━━━━━ Given data

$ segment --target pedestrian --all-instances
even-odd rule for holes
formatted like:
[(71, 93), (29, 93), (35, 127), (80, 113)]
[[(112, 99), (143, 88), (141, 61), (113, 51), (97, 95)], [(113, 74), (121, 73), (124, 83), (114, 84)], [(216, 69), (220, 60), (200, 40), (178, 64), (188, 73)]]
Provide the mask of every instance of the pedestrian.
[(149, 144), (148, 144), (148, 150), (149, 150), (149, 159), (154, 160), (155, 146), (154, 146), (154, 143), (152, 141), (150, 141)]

━━━━━━━━━━

Your instructions: All of the material must be given again, exactly as it appears above.

Response:
$ segment --target pedestrian --all-instances
even-odd rule for holes
formatted like:
[(71, 93), (29, 93), (35, 127), (80, 113)]
[[(112, 99), (143, 88), (141, 61), (113, 51), (97, 95)], [(113, 74), (121, 73), (124, 83), (114, 84)], [(216, 69), (220, 60), (200, 40), (178, 64), (188, 73)]]
Provide the mask of every instance of the pedestrian.
[(149, 144), (148, 144), (148, 150), (149, 150), (149, 159), (154, 160), (155, 146), (154, 146), (154, 143), (152, 141), (150, 141)]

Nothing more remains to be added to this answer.